Copy the records from their first line through the line containing "negative clicks: (341, 99)", substituting "exclude points" for "negative clicks" and leaving everything else unchanged. Leave the pictures out of your answer.

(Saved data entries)
--------------------------------------------------

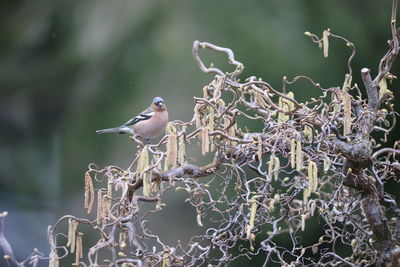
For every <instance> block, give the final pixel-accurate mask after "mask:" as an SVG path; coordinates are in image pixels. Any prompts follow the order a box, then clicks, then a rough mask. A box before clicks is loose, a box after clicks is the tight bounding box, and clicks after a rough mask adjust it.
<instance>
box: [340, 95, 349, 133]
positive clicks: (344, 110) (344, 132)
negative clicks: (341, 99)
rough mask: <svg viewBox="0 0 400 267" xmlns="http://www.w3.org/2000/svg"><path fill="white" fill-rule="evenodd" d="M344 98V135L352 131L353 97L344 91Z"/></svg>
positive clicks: (342, 97) (343, 102)
mask: <svg viewBox="0 0 400 267" xmlns="http://www.w3.org/2000/svg"><path fill="white" fill-rule="evenodd" d="M342 100H343V135H344V136H346V135H348V134H350V133H351V97H350V95H349V94H348V93H346V92H342Z"/></svg>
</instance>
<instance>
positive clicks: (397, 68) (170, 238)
mask: <svg viewBox="0 0 400 267" xmlns="http://www.w3.org/2000/svg"><path fill="white" fill-rule="evenodd" d="M390 11H391V1H388V0H386V1H376V0H352V1H348V0H335V1H321V0H280V1H266V0H264V1H261V0H258V1H257V0H252V1H228V0H224V1H211V0H205V1H185V0H180V1H177V0H174V1H146V0H140V1H139V0H137V1H134V0H132V1H129V0H124V1H120V0H117V1H110V0H99V1H54V0H41V1H7V0H3V1H0V129H1V130H0V210H7V211H9V213H10V215H9V216H8V218H7V226H6V227H7V228H6V229H7V236H8V237H9V239H10V241H11V242H12V244H13V246H14V247H15V248H18V249H17V251H16V252H17V256H18V258H19V259H22V258H24V257H26V256H27V255H28V254H29V253H30V252H31V251H32V249H33V248H34V247H37V248H39V249H40V250H42V251H44V252H46V253H48V246H47V240H46V228H47V225H49V224H53V223H54V222H55V220H56V219H57V218H58V217H60V216H61V215H63V214H75V215H83V214H84V210H83V202H82V195H83V177H84V172H85V171H86V169H87V165H88V164H89V163H91V162H94V163H96V164H97V165H99V166H105V165H118V166H121V167H127V166H129V164H130V163H131V161H132V159H133V156H134V153H135V151H136V148H135V146H134V145H133V143H132V142H130V141H129V139H128V138H127V136H118V135H96V133H95V130H96V129H100V128H107V127H114V126H118V125H120V124H121V123H124V122H125V121H127V120H128V119H129V118H130V117H131V116H132V115H135V114H137V113H138V112H140V111H142V110H143V109H144V108H145V107H147V105H148V104H149V103H150V101H151V99H152V98H153V97H154V96H162V97H163V98H164V99H165V101H166V103H167V106H168V107H169V112H170V118H171V120H189V119H191V117H192V110H193V96H200V95H202V91H201V89H202V87H203V86H204V85H206V84H208V83H209V82H210V81H211V79H212V75H206V74H203V73H201V72H200V70H199V69H198V67H197V65H196V64H195V62H194V60H193V58H192V54H191V49H192V43H193V41H194V40H200V41H208V42H212V43H214V44H216V45H220V46H225V47H229V48H231V49H232V50H233V51H234V52H235V55H236V58H237V60H239V61H241V62H242V63H243V64H244V65H245V72H244V74H243V76H242V77H243V78H246V77H248V76H251V75H255V76H258V77H261V78H263V80H266V81H268V82H269V83H270V84H271V85H272V86H274V87H275V88H277V89H279V88H281V85H282V82H281V81H282V77H283V76H285V75H286V76H288V78H292V77H293V76H295V75H308V76H310V77H311V78H313V79H314V81H316V82H319V83H320V84H321V86H322V87H324V88H327V87H331V86H341V85H342V83H343V79H344V75H345V73H346V72H347V66H346V64H347V58H348V56H349V55H350V49H349V48H348V47H346V46H345V44H344V43H343V42H340V41H338V40H333V41H331V43H330V51H329V57H328V58H327V59H325V58H323V57H322V50H320V49H318V47H317V46H316V45H315V44H313V43H312V42H311V41H310V40H309V38H307V37H306V36H304V32H305V31H310V32H312V33H316V34H318V35H321V34H322V31H323V30H324V29H326V28H330V29H331V31H332V33H335V34H338V35H342V36H344V37H346V38H348V39H349V40H350V41H352V42H353V43H354V44H355V46H356V49H357V55H356V57H355V59H354V61H353V71H354V76H355V77H354V78H353V81H354V82H357V83H358V84H359V85H361V86H360V87H362V82H361V81H360V77H359V70H360V69H361V68H362V67H369V68H371V70H372V73H373V74H374V75H375V74H376V69H377V65H378V62H379V59H380V58H381V57H382V55H383V54H384V53H385V51H386V50H387V46H386V40H388V39H389V38H390V28H389V22H390ZM202 55H205V53H204V52H202ZM207 59H209V62H208V63H210V62H211V61H213V62H214V63H215V65H216V66H227V65H226V63H225V61H224V60H225V57H223V56H221V55H218V54H215V53H212V52H209V53H208V55H207ZM224 70H227V69H224ZM392 72H393V74H395V75H397V76H399V75H400V73H399V64H398V63H397V62H396V63H395V66H394V69H393V71H392ZM396 85H397V82H395V83H394V84H393V85H392V89H393V90H394V89H395V88H394V86H396ZM292 90H293V91H294V93H295V95H297V96H300V97H299V100H304V99H307V98H309V97H316V96H318V95H319V94H320V92H318V91H317V90H315V89H314V88H312V87H310V86H309V85H308V84H306V83H299V85H297V86H294V87H293V89H292ZM394 91H395V95H398V94H397V92H396V90H394ZM394 139H398V136H392V141H393V140H394ZM392 141H391V142H392ZM172 198H173V196H172ZM184 198H185V196H184V195H179V194H178V195H177V196H176V200H175V202H174V203H175V205H176V206H174V208H170V209H169V210H170V212H171V213H175V215H176V217H174V216H166V218H165V224H166V225H168V227H167V226H165V227H164V230H165V231H166V230H168V231H166V232H168V233H166V237H165V238H166V239H170V240H177V239H183V240H186V239H187V238H188V235H190V234H191V232H192V231H195V230H194V227H195V219H194V213H193V210H192V209H188V208H187V204H184V203H183V200H184ZM178 214H179V215H178ZM171 220H172V221H171ZM177 223H180V224H179V225H180V226H182V227H181V228H180V229H181V230H180V231H178V229H174V227H172V226H174V225H175V226H176V225H177ZM182 229H185V230H184V231H183V230H182ZM160 230H161V231H163V227H162V225H161V229H160ZM196 231H199V229H198V228H197V229H196ZM185 234H186V237H185ZM181 235H182V236H183V237H182V236H181ZM2 260H3V259H2V258H1V259H0V265H2V264H4V262H2Z"/></svg>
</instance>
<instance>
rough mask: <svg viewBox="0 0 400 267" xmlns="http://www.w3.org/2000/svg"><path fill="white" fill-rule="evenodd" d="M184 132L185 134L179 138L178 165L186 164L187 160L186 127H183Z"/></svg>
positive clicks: (178, 143)
mask: <svg viewBox="0 0 400 267" xmlns="http://www.w3.org/2000/svg"><path fill="white" fill-rule="evenodd" d="M182 132H183V134H182V135H181V136H180V137H179V142H178V148H179V149H178V163H179V165H181V166H182V165H183V164H184V163H185V158H186V149H185V134H184V133H185V132H186V126H182Z"/></svg>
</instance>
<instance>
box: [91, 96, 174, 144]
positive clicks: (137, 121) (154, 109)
mask: <svg viewBox="0 0 400 267" xmlns="http://www.w3.org/2000/svg"><path fill="white" fill-rule="evenodd" d="M167 123H168V111H167V107H166V106H165V103H164V100H163V99H162V98H161V97H155V98H154V99H153V101H152V103H151V104H150V106H149V107H148V108H147V109H146V110H144V111H143V112H141V113H140V114H139V115H138V116H136V117H134V118H132V119H130V120H129V121H127V122H126V123H125V124H123V125H121V126H119V127H116V128H109V129H102V130H97V131H96V133H98V134H102V133H120V134H123V133H128V134H131V135H134V134H138V135H140V136H141V137H143V138H144V139H145V140H146V141H148V139H152V138H156V137H158V136H160V135H162V134H164V132H165V127H166V126H167Z"/></svg>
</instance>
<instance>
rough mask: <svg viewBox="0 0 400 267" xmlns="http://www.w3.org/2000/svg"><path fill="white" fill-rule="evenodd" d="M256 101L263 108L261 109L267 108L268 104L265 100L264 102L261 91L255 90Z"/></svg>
mask: <svg viewBox="0 0 400 267" xmlns="http://www.w3.org/2000/svg"><path fill="white" fill-rule="evenodd" d="M256 101H257V104H258V105H259V106H260V107H261V108H263V109H268V108H269V105H268V104H267V102H265V100H264V96H263V95H262V94H261V93H259V92H256Z"/></svg>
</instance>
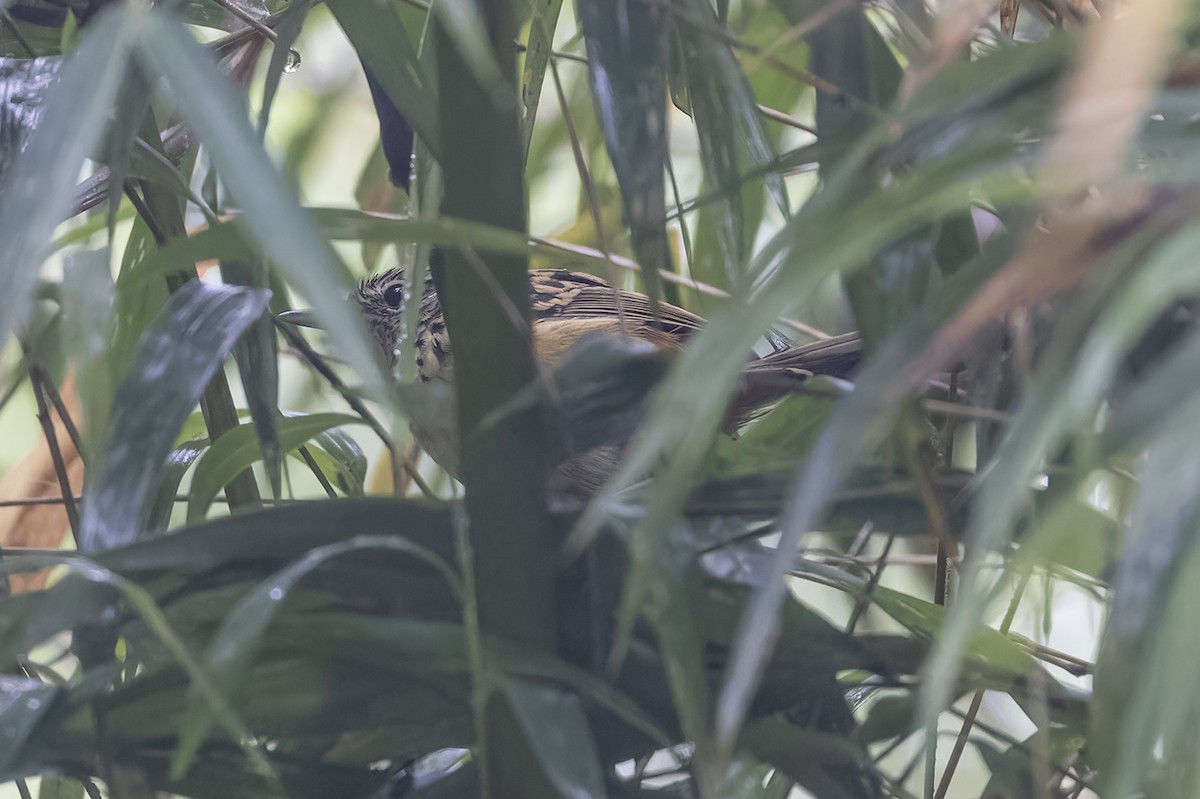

--------------------------------------------------

**TASK RESPONSE:**
For every <instance> block, give the final pixel-accurate mask after "mask:" as an SVG path; coordinates are in image pixels. Any prompts follow the order a box, then clicks, then a rough mask. A box before clicks is loose, a box after clicks is the tight bounding box, and clicks after a rough mask adjust it.
<instance>
box: [340, 95, 349, 133]
positive clicks: (344, 110) (344, 132)
exclude points: (341, 99)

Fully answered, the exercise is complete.